#### [Given request 1]
Swap "nomenclature" for "naming scheme" in the mailing-list reply on translations, and give again the part that opens with the words containing "On Tue, 14 Jan" and closes with "(Italian, human translation)".
#### [Given request 2]
Carry on the mailing-list reply on translations from the point where it stops.

-------- Document excerpt

Re: Translations from Martin J. Duerst on 1997-01-16 (www-international@w3.org from January to March 1997)

From: Martin J. Duerst <mduerst@ifi.unizh.ch>
Date: Thu, 16 Jan 1997 19:13:00 +0100 (MET)
To: "M.T. Carrasco Benitez" <carrasco@innet.lu>
cc: www-international@www10.w3.org
Message-ID: <Pine.SUN.3.95.970116185254.245D-100000@enoshima>

On Tue, 14 Jan 1997, M.T. Carrasco Benitez wrote:

> 1) Defining a nomenclature that allows for translation cost little to 
> HTTP and could be very useful in translation.  Example:
> 
>  it-ht   (Italian, human translation)
>  it-mt   (Italian, machine translation)

This may be nice in some cases. But it should not be mandatory.

> 2) The response to a translation request by machine or human would not be 
> instantaneous.  Further work would be needed for longer transactions, 
> probably applicable to other fields.

Does HTTP have something like a delay? Can a server/proxy send back
"not available, but possibily available in 2 weeks"?

----------------
-------- Data segment

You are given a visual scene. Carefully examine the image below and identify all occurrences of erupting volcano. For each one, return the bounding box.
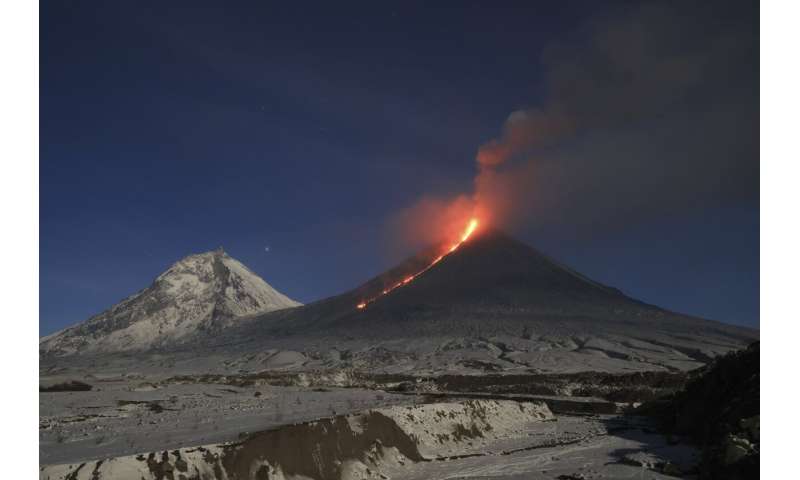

----------------

#### [Reply 1]
On Tue, 14 Jan 1997, M.T. Carrasco Benitez wrote:

> 1) Defining a naming scheme that allows for translation cost little to 
> HTTP and could be very useful in translation.  Example:
> 
>  it-ht   (Italian, human translation)

#### [Reply 2]
> 3) "q" should be the "quality of the linguistic version" and not the 
> "user's preference for the language" (HTTP/1.1).  Example
> 
>   q=1    Translated by a human   Master Translator
>   q=0.5  Translated by a human   Novice Translator
>   q=0.49 Translated by a machine Master Translator

The q for the documents is quality of the documents. The q on
the Accept-Language is the preference of the user.

> 4) A standard nomenclature for "q" is need.  For example, less than 0.5 
> is machined translations.

This would be widely contraproductive. The only restrictions we have
is that we work with multiplication, so 0 is absolutely zero (and
while there may be some need to specify a preference with q=0.0,
a document with q=0 does not make any sense), and a server has to
scale the q values for the calculation in a single query so that
they fit into the 0..1 range. (note that scaling over the whole
server is not needed, q values are relative to queries).

As an example, consider (with serverwide scaled q values), a
server only serving weather reports. Original weather reports
will have q=1.0, translated ones maybe q=0.9, because machine
translation of weather reports is quite reliable.
On the other hand, consider a server for literate works. It will
rate the literate works (novels, poems,...) itself as 1.0
(maybe not all of them :-), the general pages, lower in quality,
maybe as 0.7, translations of general pages as 0.3, and machine
translations of literary works maybe even as 0.1.

> 5) The Accept-Language should be a ordered "preference list".  There is no 
> need to quantify the preference of the user.

Just to the contrary. If e.g. you know English, German, and Japanese,
how do you express that you know Japanese almost as good as the others,
or just a little bit? Depending on that, the documents you would
prefer to be returned can differ greatly.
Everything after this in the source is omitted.